本文:

----

車両のエンジン始動用やバックアップ電源用といった様々な用途に鉛蓄電池が用いられている。その中でも始動用の鉛蓄電池は、エンジン始動用セルモータへの電力供給とともに、車両に搭載された各種電気・電子機器へ電力を供給する。エンジン始動後、鉛蓄電池はオルタネータによって充電される。ここで、鉛蓄電池の充電と放電とがバランスし、鉛蓄電池のSOC(充電状態)が90〜100%に維持されるよう、オルタネータの出力電圧および出力電流が設定されている。
近年、環境保全の観点から、車両の燃費向上が検討されている。例えば、車両の一時的な停車中にエンジンを停止するアイドルストップ車や、車両の減速を車両の運動エネルギーを電気エネルギーに変換し、この電気エネルギーを蓄電することによって行う回生ブレーキシステムが実用化されている。
前記したような、アイドルストップ車ではエンジン停止中、鉛蓄電池は充電されない一方で、搭載機器へは電力供給をし続ける必要があるため、必然的に放電深度は深くなる。また、回生ブレーキシステムを搭載した車両では、回生時の電気エネルギーを蓄電するために、鉛蓄電池のSOCを従来より低く、50〜90%程度に制御する必要がある。
従って、これらのシステムを搭載した車両において、鉛蓄電池はより深い放電深度、低いSOCで使用されることになり、このような車両に適用するために、鉛蓄電池は深い放電が行われた時の寿命特性が要求される。このような深放電寿命における鉛蓄電池の劣化要因は深放電による正極における活物質の劣化と活物質−格子界面の高抵抗層の形成によるインピーダンスの増加および負極活物質の充電受入性低下とこれによる正極活物質の充電不足による劣化が主要因であった。
鉛蓄電池の深放電による正極の劣化を抑制するために、例えば特許文献1には鉛−カルシウム−スズ合金の正極格子表面にスズおよびアンチモンを含有する鉛合金層を形成することが示されている。正極格子表面に存在するスズおよびアンチモンは活物質の劣化および活物質−格子界面での高抵抗層の形成を抑制する効果がある。
また、特許文献1の鉛蓄電池のような正極格子表面に配置したアンチモンは、蓄電池の充放電を繰り返すうちに負極活物質表面に電析し、負極の充電電位を貴に移行させる。これにより、蓄電池の充電電圧は低下する。その結果、自動車用をはじめ、鉛蓄電池で一般に用いられている定電圧充電を行った場合、充電電圧の低下に伴い、充電電流は増加する。従って、正極での充電電気量が増加するため、正極活物質の劣化が抑制されるという効果もあった。

----

提示データ:
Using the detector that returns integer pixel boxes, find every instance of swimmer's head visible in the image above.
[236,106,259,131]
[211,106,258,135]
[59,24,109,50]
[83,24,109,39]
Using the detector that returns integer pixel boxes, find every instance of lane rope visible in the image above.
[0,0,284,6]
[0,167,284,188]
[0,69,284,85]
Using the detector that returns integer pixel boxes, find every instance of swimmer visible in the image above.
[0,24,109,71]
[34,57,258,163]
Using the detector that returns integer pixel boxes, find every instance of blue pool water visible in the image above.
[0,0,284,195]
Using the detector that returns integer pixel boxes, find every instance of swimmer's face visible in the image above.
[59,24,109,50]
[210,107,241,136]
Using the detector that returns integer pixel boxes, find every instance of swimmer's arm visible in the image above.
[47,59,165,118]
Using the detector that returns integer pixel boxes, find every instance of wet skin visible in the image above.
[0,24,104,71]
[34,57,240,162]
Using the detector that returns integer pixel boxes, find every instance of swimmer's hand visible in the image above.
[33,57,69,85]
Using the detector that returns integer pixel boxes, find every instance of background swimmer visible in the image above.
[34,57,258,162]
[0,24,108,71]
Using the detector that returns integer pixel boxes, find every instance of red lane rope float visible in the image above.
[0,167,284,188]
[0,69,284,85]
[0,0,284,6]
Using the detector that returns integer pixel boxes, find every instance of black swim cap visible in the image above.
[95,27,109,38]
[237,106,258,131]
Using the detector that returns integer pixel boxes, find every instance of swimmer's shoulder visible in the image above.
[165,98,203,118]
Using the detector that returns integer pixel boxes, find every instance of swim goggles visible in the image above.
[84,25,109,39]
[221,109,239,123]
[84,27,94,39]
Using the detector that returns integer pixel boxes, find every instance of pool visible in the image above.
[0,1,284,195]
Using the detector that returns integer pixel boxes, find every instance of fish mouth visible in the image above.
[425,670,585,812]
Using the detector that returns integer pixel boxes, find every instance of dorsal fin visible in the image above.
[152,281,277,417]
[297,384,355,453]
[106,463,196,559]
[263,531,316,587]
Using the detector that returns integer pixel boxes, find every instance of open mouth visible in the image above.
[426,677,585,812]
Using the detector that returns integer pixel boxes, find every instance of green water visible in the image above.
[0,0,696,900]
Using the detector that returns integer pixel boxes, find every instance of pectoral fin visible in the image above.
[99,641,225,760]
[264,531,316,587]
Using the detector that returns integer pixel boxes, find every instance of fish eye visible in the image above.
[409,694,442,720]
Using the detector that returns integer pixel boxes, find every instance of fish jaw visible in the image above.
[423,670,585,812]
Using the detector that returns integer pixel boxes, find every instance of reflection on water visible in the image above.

----

作業課題:
- A) 鉛蓄電池に関する本文について、次の問いに答えてください。
(i) オルタネータの出力は、始動用鉛蓄電池のSOCを何%に維持するよう設定されていますか。
(ii) 回生ブレーキシステムを搭載した車両では、鉛蓄電池のSOCを何%程度に制御する必要がありますか。
(iii) 特許文献1では、鉛−カルシウム−スズ合金の正極格子表面に何を形成することが示されていますか。
- B) 鉛蓄電池に関する本文の続きを、最後の文の後から書き継いでください。

解答例:
- A)
(i) 90〜100%です。
(ii) 50〜90%程度です。
(iii) スズおよびアンチモンを含有する鉛合金層です。

- B)
特開平3−37962号公報
しかしながら、正極格子表面に存在するアンチモンは負極活物質のみならず、負極格子耳部にも析出する。従来の車両にように、鉛蓄電池のSOCが高頻度で90%以上である場合には、負極格子耳部に移行したアンチモンは鉛蓄電池に殆ど悪影響を及ぼすことがなく、問題とはならなかった。しかしながら、アイドルストップ車や回生ブレーキシステム
を搭載したような車両は前記したようにSOCが90%未満〜80%の低SOC領域で用いられる頻度が高く、負極格子耳部に析出したアンチモンが、負極格子耳部の腐食に影響することがわかってきた。この負極格子耳部の腐食により、負極格子の集電性が低下し、最終的には断線することによって、蓄電池容量が急激に低下する可能性があった。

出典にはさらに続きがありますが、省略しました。